• **Task goal**:
Reproduce the following records exactly from the line containing "blurred spectator, then" onward, ending with the last line and including it.

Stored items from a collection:
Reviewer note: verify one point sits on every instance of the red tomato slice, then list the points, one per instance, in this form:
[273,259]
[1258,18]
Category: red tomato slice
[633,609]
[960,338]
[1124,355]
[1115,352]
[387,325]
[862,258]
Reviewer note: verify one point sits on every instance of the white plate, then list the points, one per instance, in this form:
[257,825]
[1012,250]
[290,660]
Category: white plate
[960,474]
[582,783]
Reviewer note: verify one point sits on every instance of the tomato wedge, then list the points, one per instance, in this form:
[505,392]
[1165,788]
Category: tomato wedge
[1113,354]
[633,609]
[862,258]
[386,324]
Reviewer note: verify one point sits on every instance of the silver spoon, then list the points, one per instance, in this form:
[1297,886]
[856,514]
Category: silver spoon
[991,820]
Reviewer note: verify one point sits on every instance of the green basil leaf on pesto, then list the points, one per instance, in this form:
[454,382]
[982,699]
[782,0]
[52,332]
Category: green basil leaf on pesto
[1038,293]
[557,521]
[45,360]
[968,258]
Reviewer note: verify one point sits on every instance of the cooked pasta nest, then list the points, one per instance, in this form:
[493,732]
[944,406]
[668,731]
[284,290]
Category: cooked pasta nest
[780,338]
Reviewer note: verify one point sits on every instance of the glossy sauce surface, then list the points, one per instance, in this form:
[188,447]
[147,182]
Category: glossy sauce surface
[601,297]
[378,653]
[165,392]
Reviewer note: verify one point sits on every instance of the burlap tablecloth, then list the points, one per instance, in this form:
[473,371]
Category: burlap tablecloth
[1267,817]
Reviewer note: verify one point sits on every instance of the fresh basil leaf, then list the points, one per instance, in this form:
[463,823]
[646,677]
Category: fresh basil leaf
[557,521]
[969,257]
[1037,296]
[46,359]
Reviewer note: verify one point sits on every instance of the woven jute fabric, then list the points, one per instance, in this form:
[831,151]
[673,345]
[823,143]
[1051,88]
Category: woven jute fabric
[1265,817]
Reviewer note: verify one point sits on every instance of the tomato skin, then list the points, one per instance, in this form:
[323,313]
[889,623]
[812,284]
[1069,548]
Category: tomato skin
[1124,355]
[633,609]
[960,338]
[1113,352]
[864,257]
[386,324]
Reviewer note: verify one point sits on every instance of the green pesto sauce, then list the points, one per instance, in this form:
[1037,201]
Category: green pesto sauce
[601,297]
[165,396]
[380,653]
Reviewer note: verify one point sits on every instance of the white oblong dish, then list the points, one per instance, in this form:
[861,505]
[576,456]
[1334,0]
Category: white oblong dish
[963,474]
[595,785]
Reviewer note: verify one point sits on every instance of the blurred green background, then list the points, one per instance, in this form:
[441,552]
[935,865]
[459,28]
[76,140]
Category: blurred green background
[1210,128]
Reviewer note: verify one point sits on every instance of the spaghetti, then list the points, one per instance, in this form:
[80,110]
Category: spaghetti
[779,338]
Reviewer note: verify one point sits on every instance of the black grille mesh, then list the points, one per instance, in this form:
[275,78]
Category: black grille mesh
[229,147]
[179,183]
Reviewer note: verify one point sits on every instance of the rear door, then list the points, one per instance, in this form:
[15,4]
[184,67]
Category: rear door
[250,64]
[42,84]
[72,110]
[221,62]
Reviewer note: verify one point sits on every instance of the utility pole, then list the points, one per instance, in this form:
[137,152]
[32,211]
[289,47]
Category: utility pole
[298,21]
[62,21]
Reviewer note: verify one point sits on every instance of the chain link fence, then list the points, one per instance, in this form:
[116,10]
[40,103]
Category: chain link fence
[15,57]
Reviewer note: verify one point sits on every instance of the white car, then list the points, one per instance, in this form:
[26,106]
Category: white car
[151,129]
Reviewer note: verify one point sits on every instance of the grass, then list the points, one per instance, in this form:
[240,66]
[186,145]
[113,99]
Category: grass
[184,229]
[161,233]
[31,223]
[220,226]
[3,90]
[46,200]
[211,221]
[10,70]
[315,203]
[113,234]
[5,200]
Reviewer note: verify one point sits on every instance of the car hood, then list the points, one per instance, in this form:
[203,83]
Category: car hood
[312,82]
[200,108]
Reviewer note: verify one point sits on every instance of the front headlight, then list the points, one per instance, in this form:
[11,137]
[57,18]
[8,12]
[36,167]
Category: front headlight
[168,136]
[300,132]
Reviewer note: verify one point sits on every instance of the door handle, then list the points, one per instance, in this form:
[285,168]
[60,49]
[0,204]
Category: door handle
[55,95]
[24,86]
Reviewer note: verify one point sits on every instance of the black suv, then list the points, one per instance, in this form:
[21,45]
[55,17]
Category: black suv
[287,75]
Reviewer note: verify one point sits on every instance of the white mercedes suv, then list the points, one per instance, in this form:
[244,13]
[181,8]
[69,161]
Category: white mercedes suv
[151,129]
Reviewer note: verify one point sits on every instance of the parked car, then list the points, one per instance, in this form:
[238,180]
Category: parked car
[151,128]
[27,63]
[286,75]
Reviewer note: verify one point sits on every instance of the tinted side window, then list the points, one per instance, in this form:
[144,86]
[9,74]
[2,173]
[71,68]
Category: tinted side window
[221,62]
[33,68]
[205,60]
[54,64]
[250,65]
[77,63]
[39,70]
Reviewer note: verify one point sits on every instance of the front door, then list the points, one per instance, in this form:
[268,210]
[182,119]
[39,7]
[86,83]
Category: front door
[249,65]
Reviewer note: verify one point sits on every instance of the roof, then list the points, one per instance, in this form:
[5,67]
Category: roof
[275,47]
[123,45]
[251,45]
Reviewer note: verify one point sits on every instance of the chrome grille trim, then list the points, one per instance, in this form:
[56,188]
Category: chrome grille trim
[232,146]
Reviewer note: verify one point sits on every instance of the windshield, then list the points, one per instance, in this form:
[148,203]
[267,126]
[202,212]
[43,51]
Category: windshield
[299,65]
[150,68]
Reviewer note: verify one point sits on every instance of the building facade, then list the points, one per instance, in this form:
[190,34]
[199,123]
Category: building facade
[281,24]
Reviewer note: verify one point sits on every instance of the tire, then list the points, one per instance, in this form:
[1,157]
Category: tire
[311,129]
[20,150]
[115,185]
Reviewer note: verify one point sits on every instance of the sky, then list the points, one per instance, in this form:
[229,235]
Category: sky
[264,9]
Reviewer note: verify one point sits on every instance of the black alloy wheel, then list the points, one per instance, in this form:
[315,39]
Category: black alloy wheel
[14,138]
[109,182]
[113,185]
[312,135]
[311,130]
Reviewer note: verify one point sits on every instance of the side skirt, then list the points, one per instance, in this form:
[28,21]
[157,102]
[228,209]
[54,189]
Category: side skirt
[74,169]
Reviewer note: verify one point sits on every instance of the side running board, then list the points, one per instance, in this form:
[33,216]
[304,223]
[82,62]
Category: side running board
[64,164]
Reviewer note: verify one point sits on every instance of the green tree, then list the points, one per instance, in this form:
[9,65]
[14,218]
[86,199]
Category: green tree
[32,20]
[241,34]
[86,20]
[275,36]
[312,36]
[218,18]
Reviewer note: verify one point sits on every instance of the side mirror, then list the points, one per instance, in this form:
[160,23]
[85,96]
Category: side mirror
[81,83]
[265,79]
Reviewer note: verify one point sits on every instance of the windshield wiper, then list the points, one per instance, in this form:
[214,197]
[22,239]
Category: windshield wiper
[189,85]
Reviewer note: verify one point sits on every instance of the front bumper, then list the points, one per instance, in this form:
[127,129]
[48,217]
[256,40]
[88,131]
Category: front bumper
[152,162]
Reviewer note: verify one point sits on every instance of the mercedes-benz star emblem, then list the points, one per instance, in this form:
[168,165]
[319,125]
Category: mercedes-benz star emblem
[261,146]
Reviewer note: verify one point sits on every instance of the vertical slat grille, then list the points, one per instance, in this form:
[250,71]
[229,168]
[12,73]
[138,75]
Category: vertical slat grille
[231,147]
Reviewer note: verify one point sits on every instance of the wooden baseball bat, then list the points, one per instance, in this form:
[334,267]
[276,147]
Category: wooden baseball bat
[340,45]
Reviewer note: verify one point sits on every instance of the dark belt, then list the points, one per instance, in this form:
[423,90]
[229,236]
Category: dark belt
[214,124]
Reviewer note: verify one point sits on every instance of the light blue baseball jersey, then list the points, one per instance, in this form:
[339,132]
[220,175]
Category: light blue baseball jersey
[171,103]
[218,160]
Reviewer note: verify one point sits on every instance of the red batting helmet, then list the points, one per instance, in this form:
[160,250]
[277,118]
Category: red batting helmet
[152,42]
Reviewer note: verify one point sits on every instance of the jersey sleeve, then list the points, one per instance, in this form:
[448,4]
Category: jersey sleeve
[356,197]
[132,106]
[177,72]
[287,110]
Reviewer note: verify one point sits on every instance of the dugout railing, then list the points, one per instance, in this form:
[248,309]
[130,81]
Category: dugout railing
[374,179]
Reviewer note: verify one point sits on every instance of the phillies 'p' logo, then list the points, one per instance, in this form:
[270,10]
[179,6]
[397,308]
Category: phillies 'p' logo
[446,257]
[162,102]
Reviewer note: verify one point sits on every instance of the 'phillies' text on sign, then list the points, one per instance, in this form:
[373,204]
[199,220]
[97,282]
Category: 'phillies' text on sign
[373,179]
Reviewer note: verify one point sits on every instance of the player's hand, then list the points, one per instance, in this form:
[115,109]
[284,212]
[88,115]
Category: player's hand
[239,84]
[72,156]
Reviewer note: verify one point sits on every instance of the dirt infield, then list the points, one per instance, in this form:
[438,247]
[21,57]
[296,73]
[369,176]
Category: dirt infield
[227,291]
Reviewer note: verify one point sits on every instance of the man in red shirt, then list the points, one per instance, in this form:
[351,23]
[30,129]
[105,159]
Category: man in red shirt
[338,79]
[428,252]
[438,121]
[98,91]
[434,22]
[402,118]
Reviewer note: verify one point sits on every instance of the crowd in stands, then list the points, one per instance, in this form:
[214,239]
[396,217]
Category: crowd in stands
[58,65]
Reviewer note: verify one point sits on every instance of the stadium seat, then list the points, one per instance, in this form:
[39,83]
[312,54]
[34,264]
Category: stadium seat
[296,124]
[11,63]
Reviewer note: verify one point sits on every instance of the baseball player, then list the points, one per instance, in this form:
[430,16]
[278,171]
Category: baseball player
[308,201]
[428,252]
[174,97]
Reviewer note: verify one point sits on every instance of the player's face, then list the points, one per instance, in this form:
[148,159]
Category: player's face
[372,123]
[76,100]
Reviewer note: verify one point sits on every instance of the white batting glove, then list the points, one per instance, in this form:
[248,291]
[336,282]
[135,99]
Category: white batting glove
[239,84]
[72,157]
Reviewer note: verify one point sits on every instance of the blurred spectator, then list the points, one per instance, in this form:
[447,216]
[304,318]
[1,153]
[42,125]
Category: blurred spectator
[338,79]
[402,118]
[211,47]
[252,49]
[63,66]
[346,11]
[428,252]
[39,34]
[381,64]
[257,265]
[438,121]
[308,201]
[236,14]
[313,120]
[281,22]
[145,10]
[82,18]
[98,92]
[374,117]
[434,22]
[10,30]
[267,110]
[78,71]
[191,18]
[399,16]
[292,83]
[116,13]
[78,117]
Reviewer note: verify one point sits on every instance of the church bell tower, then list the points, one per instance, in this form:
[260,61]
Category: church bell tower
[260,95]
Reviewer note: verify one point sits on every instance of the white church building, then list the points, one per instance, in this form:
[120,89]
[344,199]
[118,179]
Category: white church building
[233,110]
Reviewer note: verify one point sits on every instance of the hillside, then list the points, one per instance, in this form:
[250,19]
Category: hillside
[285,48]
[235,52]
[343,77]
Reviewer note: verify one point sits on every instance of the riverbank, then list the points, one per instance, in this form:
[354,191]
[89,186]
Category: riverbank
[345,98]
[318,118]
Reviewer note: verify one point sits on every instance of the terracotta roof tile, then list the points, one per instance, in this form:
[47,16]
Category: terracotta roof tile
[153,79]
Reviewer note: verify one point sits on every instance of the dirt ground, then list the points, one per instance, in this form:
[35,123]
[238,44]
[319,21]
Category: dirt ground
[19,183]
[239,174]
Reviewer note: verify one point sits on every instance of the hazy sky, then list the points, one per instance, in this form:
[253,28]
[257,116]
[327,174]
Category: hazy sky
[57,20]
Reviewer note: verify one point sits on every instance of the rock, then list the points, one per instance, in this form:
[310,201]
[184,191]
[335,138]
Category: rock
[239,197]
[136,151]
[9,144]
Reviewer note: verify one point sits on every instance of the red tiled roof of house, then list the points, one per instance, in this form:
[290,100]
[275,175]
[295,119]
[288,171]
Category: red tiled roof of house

• **Solution to the exercise**:
Reviewer note: verify one point sits on every instance of the blurred spectator, then list the points, one per instance, in this form:
[447,216]
[304,318]
[1,153]
[42,125]
Category: blurred spectator
[338,79]
[402,118]
[211,47]
[252,49]
[63,66]
[346,11]
[428,252]
[39,34]
[381,64]
[257,265]
[438,121]
[308,201]
[236,14]
[313,120]
[281,22]
[145,10]
[82,18]
[98,92]
[374,117]
[434,22]
[10,30]
[267,110]
[78,71]
[191,18]
[399,16]
[292,83]
[116,13]
[78,117]
Reviewer note: verify one point sits on every instance of the church bell tower, then list the points, one per instance, in this form:
[260,61]
Category: church bell tower
[260,95]
Reviewer note: verify one point sits on every instance of the white church building, then list the points, one per instance, in this form:
[120,89]
[344,199]
[118,179]
Category: white church building
[233,110]
Reviewer note: verify one point sits on every instance of the hillside, then list the points, one per instance, in this form:
[250,19]
Category: hillside
[285,48]
[235,52]
[343,77]
Reviewer note: verify one point sits on every instance of the riverbank, then list the points, one per instance, in this form:
[354,191]
[89,186]
Category: riverbank
[345,98]
[318,118]
Reviewer note: verify one point sits on every instance of the terracotta roof tile, then list the points, one per instance, in this form:
[47,16]
Category: terracotta roof tile
[153,79]
Reviewer note: verify one point sits on every instance of the dirt ground, then list the points, one per instance, in this form:
[35,123]
[238,44]
[319,21]
Category: dirt ground
[19,183]
[239,174]
Reviewer note: verify one point sits on every instance of the hazy sky, then list the points, one per instance, in this form:
[253,28]
[257,116]
[327,174]
Category: hazy sky
[57,20]
Reviewer note: verify one point sits on every instance of the rock, then list the points, one per instance, in this form:
[310,201]
[184,191]
[335,138]
Category: rock
[239,197]
[136,151]
[9,144]
Reviewer note: verify one point sits on every instance of the red tiled roof of house, then list the points, one per instance, in this form:
[290,100]
[275,175]
[295,119]
[288,171]
Category: red tiled roof of house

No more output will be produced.